- _SHORT EXERCISE_: Report how many lines in the rows below contain the string "sleeve". Give only the number.

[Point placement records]
## Start

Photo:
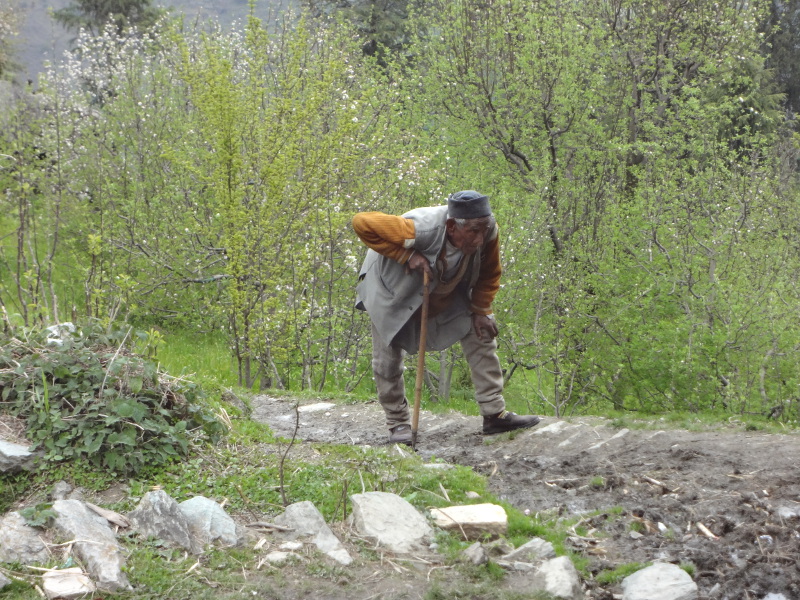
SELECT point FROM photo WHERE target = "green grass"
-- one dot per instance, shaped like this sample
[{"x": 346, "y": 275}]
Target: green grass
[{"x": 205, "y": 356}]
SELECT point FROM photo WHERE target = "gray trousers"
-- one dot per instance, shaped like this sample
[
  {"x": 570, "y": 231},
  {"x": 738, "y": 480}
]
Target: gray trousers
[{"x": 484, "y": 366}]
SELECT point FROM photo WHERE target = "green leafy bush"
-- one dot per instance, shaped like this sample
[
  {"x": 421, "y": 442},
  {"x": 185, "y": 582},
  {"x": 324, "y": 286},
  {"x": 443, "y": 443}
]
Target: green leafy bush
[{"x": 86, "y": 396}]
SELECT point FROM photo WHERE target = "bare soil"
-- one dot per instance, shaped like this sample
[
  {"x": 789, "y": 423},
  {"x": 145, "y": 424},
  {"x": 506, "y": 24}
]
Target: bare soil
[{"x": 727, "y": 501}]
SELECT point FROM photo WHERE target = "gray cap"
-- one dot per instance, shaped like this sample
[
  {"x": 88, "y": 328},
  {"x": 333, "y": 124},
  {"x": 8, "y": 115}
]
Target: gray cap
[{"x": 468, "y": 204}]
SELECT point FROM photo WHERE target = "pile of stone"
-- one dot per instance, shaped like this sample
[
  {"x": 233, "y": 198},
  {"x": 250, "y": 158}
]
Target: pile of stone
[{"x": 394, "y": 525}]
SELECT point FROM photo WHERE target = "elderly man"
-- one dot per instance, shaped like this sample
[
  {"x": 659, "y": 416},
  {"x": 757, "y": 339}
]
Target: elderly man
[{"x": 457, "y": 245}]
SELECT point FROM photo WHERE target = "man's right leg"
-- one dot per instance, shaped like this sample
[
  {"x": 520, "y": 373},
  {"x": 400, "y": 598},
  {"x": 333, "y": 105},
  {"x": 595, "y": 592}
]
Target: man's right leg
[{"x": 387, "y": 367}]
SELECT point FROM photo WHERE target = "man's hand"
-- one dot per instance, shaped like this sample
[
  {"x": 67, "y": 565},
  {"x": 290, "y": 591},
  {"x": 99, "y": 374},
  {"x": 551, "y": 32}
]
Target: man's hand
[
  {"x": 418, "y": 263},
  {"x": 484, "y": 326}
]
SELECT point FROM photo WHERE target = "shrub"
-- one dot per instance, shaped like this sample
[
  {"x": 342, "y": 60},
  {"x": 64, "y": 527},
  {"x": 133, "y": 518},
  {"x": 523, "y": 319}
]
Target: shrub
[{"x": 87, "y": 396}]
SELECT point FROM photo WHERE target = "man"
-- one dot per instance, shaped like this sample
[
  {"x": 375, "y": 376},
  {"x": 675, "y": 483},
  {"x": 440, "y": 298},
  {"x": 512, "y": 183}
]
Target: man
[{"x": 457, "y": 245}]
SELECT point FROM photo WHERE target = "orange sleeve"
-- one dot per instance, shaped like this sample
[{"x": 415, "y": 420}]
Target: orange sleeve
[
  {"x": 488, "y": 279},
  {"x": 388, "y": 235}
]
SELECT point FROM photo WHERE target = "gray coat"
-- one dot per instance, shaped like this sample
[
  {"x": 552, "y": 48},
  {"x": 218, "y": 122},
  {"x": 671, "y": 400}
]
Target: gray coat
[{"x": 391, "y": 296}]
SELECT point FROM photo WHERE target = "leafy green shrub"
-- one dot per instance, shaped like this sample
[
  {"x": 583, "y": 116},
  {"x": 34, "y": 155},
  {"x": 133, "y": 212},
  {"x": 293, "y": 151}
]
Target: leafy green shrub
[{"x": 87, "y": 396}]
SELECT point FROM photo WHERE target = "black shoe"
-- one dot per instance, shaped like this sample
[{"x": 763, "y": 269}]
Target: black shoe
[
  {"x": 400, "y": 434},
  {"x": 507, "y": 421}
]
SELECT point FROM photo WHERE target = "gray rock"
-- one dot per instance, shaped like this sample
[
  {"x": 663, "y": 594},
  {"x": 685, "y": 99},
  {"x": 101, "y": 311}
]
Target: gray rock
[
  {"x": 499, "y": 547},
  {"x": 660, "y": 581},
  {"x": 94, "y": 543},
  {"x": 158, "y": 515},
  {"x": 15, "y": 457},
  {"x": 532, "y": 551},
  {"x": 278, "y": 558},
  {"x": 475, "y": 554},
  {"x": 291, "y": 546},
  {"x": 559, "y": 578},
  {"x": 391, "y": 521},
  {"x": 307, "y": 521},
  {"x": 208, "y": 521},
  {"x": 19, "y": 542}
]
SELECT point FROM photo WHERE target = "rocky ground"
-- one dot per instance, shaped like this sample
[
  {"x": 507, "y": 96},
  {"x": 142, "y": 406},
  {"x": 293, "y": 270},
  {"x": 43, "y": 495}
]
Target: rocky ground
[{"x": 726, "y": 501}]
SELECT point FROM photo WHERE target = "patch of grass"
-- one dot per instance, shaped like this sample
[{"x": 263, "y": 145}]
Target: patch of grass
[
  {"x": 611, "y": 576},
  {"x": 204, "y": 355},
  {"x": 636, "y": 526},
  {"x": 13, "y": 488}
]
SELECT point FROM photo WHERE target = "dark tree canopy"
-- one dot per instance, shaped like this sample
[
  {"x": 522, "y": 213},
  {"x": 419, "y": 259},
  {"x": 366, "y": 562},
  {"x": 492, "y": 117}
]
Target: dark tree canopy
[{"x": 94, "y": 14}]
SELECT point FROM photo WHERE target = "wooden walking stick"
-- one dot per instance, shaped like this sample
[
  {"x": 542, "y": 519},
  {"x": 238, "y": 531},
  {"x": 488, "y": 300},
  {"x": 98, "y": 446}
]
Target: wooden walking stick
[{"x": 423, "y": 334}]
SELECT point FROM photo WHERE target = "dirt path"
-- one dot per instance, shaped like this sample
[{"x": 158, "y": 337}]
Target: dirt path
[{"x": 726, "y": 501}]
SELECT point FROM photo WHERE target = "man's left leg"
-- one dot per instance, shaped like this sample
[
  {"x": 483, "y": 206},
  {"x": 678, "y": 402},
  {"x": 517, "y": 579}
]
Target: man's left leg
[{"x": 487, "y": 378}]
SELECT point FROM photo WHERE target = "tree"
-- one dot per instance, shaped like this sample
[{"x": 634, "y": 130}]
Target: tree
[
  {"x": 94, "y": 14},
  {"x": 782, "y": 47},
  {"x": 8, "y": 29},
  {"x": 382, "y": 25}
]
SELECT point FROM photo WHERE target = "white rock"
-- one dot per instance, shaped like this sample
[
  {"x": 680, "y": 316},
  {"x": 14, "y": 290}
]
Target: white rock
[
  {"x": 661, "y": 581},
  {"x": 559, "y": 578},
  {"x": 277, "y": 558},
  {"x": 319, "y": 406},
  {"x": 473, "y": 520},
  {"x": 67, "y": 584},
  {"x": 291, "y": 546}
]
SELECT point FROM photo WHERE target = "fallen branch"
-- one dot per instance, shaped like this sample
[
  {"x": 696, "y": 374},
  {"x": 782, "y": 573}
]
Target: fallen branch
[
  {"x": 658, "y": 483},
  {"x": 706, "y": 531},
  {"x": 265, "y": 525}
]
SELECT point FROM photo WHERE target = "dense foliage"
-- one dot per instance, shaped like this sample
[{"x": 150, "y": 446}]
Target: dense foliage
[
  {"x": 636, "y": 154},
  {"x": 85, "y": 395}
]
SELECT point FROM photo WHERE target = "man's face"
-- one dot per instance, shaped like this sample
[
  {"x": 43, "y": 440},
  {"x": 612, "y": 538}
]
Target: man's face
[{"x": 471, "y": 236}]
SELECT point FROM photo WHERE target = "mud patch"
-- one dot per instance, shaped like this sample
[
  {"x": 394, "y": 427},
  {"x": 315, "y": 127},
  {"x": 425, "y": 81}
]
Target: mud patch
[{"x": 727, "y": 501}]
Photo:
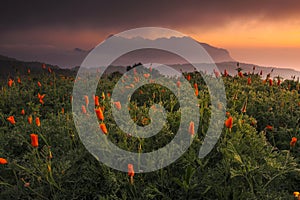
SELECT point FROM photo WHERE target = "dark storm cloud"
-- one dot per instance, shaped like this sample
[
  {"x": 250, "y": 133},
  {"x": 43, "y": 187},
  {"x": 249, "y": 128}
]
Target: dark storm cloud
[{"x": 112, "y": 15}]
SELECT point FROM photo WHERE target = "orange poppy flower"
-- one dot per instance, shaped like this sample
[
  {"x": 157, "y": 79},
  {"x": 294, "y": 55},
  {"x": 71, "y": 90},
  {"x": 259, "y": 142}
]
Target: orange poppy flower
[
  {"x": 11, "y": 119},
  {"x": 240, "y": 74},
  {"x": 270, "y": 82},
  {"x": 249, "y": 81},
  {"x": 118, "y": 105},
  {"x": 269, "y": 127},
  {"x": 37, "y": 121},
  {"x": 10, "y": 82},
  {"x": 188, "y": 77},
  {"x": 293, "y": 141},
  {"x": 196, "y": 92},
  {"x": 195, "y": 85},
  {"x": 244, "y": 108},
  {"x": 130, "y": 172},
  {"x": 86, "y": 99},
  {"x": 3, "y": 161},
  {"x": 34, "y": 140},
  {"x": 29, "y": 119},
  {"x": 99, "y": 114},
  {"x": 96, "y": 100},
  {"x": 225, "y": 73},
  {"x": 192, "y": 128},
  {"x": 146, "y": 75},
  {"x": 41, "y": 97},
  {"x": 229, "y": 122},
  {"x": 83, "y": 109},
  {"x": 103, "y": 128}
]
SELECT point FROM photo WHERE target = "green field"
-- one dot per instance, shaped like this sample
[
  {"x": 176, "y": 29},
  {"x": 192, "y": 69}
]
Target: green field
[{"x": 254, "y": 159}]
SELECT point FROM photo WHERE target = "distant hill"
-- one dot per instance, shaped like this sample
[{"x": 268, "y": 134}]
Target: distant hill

## End

- _EXPECTED OUTPUT_: 2